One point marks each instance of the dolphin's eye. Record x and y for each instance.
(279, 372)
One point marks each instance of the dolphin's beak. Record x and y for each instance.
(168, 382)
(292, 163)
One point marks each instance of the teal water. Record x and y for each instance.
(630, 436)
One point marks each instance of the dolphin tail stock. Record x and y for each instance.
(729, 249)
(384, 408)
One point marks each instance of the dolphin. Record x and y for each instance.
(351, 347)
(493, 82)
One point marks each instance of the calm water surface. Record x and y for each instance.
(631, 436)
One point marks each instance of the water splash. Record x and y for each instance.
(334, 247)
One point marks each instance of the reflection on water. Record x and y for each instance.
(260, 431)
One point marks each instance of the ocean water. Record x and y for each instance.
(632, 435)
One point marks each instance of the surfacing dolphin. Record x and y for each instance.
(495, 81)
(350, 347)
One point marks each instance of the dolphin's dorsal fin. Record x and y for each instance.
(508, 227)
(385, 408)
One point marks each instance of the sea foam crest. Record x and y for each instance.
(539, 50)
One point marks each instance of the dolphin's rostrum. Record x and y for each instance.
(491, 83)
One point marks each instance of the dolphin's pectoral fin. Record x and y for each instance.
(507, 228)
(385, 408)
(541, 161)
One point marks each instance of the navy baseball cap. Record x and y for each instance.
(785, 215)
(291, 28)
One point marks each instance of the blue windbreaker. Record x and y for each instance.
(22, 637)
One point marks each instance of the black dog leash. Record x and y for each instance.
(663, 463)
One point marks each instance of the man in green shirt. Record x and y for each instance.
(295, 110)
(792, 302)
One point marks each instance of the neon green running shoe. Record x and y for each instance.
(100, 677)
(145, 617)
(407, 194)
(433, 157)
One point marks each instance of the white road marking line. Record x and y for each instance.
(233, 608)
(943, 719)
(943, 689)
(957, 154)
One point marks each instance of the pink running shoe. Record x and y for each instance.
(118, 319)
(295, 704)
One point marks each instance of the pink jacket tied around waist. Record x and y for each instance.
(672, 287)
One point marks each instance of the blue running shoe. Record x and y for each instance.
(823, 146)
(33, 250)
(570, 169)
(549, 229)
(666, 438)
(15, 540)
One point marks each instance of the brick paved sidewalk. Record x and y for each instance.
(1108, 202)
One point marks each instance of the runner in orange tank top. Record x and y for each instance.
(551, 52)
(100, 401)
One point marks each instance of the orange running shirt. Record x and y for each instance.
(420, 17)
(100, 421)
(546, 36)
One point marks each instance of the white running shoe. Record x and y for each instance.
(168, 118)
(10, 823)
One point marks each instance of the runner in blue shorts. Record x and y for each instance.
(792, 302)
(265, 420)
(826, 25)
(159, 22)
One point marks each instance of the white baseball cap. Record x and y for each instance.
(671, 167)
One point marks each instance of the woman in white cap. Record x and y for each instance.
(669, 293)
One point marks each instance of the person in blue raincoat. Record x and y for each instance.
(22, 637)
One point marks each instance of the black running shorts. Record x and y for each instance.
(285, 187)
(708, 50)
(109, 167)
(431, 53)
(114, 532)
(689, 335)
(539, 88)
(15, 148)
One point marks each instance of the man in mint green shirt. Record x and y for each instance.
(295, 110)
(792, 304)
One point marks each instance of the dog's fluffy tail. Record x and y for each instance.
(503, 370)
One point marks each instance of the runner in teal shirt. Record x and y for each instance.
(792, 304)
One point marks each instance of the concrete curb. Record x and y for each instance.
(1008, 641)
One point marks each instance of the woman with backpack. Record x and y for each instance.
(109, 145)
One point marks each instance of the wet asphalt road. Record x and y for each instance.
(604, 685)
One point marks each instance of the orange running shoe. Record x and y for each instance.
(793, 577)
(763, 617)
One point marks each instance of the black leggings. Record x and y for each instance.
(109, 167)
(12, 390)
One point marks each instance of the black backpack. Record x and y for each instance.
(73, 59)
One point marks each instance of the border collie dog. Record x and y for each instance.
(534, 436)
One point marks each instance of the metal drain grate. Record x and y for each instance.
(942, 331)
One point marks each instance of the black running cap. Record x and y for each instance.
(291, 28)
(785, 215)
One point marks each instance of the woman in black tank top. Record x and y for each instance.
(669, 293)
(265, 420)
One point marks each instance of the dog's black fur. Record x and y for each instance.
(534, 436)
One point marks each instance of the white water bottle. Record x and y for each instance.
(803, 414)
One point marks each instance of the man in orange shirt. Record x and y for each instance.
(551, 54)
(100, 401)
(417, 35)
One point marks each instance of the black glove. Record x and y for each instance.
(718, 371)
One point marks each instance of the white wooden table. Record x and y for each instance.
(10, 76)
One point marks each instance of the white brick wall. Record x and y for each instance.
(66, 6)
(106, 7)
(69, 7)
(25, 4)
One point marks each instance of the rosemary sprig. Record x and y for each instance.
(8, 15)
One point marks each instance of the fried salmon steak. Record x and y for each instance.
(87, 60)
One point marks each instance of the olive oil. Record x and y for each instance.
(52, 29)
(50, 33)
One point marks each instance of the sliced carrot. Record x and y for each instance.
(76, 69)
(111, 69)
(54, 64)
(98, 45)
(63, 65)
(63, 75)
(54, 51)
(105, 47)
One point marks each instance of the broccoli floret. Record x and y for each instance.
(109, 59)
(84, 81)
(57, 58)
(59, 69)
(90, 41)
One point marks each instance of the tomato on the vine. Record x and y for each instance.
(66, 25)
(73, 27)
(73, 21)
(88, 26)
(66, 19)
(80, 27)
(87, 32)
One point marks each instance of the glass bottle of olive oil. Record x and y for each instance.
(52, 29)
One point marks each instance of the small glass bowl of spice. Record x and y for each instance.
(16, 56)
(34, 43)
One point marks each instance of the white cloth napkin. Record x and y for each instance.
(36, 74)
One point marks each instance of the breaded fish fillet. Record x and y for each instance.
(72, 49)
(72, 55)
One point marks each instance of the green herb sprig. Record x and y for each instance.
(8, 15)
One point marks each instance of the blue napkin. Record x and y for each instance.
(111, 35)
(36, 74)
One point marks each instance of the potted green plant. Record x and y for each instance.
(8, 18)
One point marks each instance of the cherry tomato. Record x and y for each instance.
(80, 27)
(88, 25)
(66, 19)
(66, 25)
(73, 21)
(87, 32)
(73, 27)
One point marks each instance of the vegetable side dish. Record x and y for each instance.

+-------+

- [What the task requires]
Copy out every one of the entries above, word for word, from first to last.

- [Answer to this exercise]
One point marks each instance of the dolphin's eye. Record x and y for each instance.
(279, 372)
One point marks each instance of the dolphin's beak. Record x and y for each instance.
(168, 382)
(292, 163)
One point marks each instance of the teal water. Record x and y for each instance.
(630, 436)
One point marks each instance of the dolphin tail stock. Record x and y for each instance.
(729, 249)
(384, 408)
One point marks each instance of the dolphin. Record x and y for each instance.
(351, 347)
(493, 82)
One point marks each instance of the calm water surface. Record x and y for each instance.
(631, 436)
One point marks each instance of the water splash. Record x and y for each instance.
(334, 247)
One point marks each instance of the reflection on water. Record x and y for each instance.
(260, 431)
One point marks each instance of the ocean water. Record x and y for each instance.
(632, 435)
One point marks each instance of the surfacing dolphin. Record x and y for each instance.
(495, 81)
(350, 347)
One point marks each instance of the dolphin's dorsal fin. Record x and y for each instance.
(508, 227)
(385, 408)
One point marks each instance of the sea foam crest. Record x and y for each instance.
(539, 50)
One point marks each instance of the dolphin's rostrum. Record x and y for each instance.
(491, 83)
One point marks each instance of the dolphin's pectoral fin. Record x and y for each instance.
(507, 228)
(385, 408)
(541, 161)
One point marks each instance of the navy baseball cap. Record x and y for each instance.
(785, 215)
(291, 28)
One point marks each instance of the blue windbreaker. Record x and y for each instance.
(22, 637)
One point marks each instance of the black dog leash. Record x and y for each instance.
(663, 463)
One point marks each instance of the man in green shirt. Record x and y for each instance.
(295, 110)
(792, 302)
One point marks each instance of the neon green running shoe. Record x and y for each instance.
(100, 677)
(145, 617)
(407, 194)
(433, 157)
One point marks each instance of the white road marking line. Record x and y for each instance.
(233, 608)
(943, 719)
(943, 689)
(957, 154)
One point marks each instance of the pink running shoe. Record x and y for each instance.
(118, 319)
(295, 704)
One point marks each instance of the pink jacket tied around waist. Record x and y for each instance.
(672, 287)
One point marks each instance of the blue running shoe. Record x and y for each instance.
(823, 146)
(33, 250)
(570, 169)
(549, 229)
(666, 438)
(15, 540)
One point marks each instance of the brick paved sidewalk. Record x and y for each instance.
(1108, 202)
One point marks each instance of the runner in orange tank top. Record x and y for each instance.
(551, 52)
(100, 401)
One point marks each instance of the orange running shirt. Record x and y for each instance.
(420, 17)
(100, 421)
(546, 36)
One point marks each instance of the white running shoe. Record x and y for each instance.
(168, 118)
(10, 823)
One point marks each instance of the runner in blue shorts. Record x and y for each instance.
(792, 302)
(265, 420)
(826, 25)
(159, 22)
One point marks each instance of the white baseball cap. Record x and y for each instance.
(671, 167)
One point marks each instance of the woman in white cap. Record x and y for each instance.
(669, 293)
One point marks each instance of the person in blue raincoat. Record x and y for each instance.
(22, 637)
One point marks each instance of the black running shorts. Record x and y for each instance.
(285, 187)
(708, 50)
(109, 167)
(431, 53)
(114, 532)
(689, 335)
(539, 88)
(15, 148)
One point marks each instance of the man in mint green shirt. Record x and y for each instance.
(295, 110)
(792, 304)
One point marks each instance of the dog's fluffy tail. Record x and y for each instance.
(503, 370)
One point marks each instance of the runner in teal shirt. Record x and y for each instance.
(792, 304)
One point marks each instance of the concrete curb. Record x and y for each instance.
(1008, 641)
One point marks each instance of the woman with backpack. Record x and y for each instance.
(109, 145)
One point marks each instance of the wet asphalt road. Record x and y for each instance.
(604, 685)
One point marks each instance of the orange running shoe. Record x and y for each instance.
(793, 577)
(763, 617)
One point marks each instance of the black leggings. Record x and y for each instance.
(109, 167)
(12, 390)
One point marks each instance of the black backpack. Record x and y for each instance.
(73, 59)
One point marks each instance of the border collie dog. Record x and y for each instance.
(534, 436)
One point marks each instance of the metal drain grate. Record x and y for each instance.
(942, 331)
One point marks each instance of the black running cap. Record x and y for each instance.
(291, 28)
(785, 215)
One point marks each instance of the woman in black tank top. Record x and y for each instance.
(669, 293)
(265, 420)
One point marks each instance of the dog's black fur. Record x and y for each instance.
(534, 436)
One point marks each instance of the white water bottle. Record x and y for each instance.
(803, 414)
One point marks each instance of the man in orange shirt. Record x and y for each instance.
(551, 54)
(100, 401)
(417, 35)
One point marks each instance of the black glove. Record x and y for each instance.
(718, 371)
One point marks each instance of the white wooden table. Record x and y for each instance.
(10, 76)
One point marks each instance of the white brick wall. Record x and y for each instance.
(66, 6)
(106, 7)
(69, 7)
(25, 4)
One point marks each instance of the rosemary sprig. Record x and y for each instance.
(8, 15)
One point marks each instance of the fried salmon steak. Record x and y for each instance.
(87, 60)
One point marks each instance of the olive oil. Record x and y for each instance.
(52, 29)
(50, 33)
One point marks each instance of the sliced carrot. Record x and y for each instance.
(76, 69)
(111, 69)
(54, 64)
(98, 45)
(63, 65)
(63, 75)
(54, 51)
(105, 47)
One point marks each instance of the broccoli floret. Record x and y for each instance.
(109, 59)
(84, 81)
(57, 58)
(59, 69)
(90, 41)
One point marks each instance of the tomato on the vine. Record x and y for each instance.
(66, 25)
(73, 27)
(73, 21)
(88, 26)
(66, 19)
(80, 27)
(87, 32)
One point marks each instance of the glass bottle of olive oil. Record x and y for each instance.
(52, 29)
One point marks each instance of the small glass bowl of spice. Record x and y for each instance.
(16, 56)
(34, 43)
One point marks each instance of the white cloth napkin. Record x and y for each instance.
(36, 74)
One point marks each instance of the breaded fish fillet. Record x and y for each instance.
(72, 49)
(72, 55)
One point marks each instance of the green herb sprig. Record x and y for each instance.
(8, 15)
One point marks each instance of the blue napkin. Record x and y for each instance.
(111, 35)
(36, 74)
One point marks each instance of the potted green plant. Record x and y for each instance.
(8, 18)
One point marks each instance of the cherry tomato. Record x and y for each instance.
(80, 27)
(88, 25)
(66, 19)
(66, 25)
(73, 21)
(87, 32)
(73, 27)
One point marks each instance of the vegetable side dish. Record x and y for each instance.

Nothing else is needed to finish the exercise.